The Kintec Orthotic Process
It’s magic! A patient comes in for their orthotic assessment, and two weeks later, their perfectly-fitting custom orthotics are ready.
Have you ever wondered how we make our custom orthotics? It’s a pretty interesting process.
Step 1: Casting
At your orthotic assessment, we take a 3D cast of your feet in their neutral position.
We can cast in a variety of methods, including a plaster-slipper cast, a foam impression box, and a digital scan. Nowadays, we do most of our casting digitally.
Regardless of the casting method, the patient is always non-weight-bearing, or semi-weight bearing and the pedorthist is maintaining the neutral position of the subtalar joint.
Step 2: Processing
From here the foot scan or mold is sent to our lab in Surrey, BC.
We send the foot scan digitally, and one of our lab technicians processes it using advanced CAD software designed specifically for foot orthotics. The processing essentially smoothes out the scan, removing any lumps or bumps that would, in turn, make the orthotic uncomfortable.
If a physical mold is sent, then it is scanned and processed the same way. In the past, this process is done by hand-carving plaster-of-Paris molds of the feet. As CAD software has improved, though, it has far surpassed the quality and reliability of the plaster methods.
Step 3: Milling
Once we process the foot scan, we send it to one of our milling machines.
For polypropylene orthotics, a CNC milling machine cuts the complex shape of the orthotics directly from a block of the sturdy, white plastic. By milling directly, we can ensure a precise thickness of the shell and create the shape of the orthotic with as little error as possible.

(Problems and tasks)
1. In the passage on how Kintec makes custom orthotics, where is the foot scan or mold sent for processing?
2. Pick up the passage on how Kintec makes custom orthotics after its last sentence and carry it on.

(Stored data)
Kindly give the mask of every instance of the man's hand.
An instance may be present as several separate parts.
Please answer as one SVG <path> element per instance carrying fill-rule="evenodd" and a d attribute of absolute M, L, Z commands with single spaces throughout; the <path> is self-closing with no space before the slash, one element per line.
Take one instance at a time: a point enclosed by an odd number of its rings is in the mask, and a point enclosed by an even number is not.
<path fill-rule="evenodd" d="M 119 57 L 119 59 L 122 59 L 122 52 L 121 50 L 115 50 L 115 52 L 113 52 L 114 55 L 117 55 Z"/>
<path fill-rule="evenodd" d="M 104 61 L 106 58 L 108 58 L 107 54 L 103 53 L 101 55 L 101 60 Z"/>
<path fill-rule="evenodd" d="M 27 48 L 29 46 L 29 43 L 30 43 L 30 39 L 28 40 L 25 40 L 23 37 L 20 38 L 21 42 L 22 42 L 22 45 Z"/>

(Exercise results)
1. It is sent to the lab in Surrey, BC.

2.
For materials other than polypropylene, the CNC milling machine cuts the same shape into a block of rigid foam to create a mold. The orthotic material is then heated, and vacuum pressed around the foot mold. We use this method for materials such as graphite, a few semi-rigid plastics, and various firm and soft foams.
Step 4: Grinding
The shell is now ready to be fine-tuned.
If the pedorthist has ordered a slimmer shell, or smaller style, to accommodate their patients’ footwear, then the shell may need to be further shaped by hand.
As well, any soft material additions are now ground and added by hand. These additions may include metatarsal supports, heel cushion, or sweet spots.
Step 5: Finishing
The orthotic is now ready to be covered.
With over 20 different topcover types, your pedorthist and our lab technicians will ensure you get the material best suited to your foot, the shoe the orthotic will fit in, and the activities the orthotic is meant for.
The topcover protects the support features of your orthotics and provides a comfortable surface for your foot to make contact with.
Step 6: Fitting
At your orthotic fitting, your pedorthist will ensure the orthotic fits your foot as well as appropriate footwear and works to correct or control the foot the way we want it to.
Our in-clinic mini-labs are available should we need to fine-tune or adjust from here.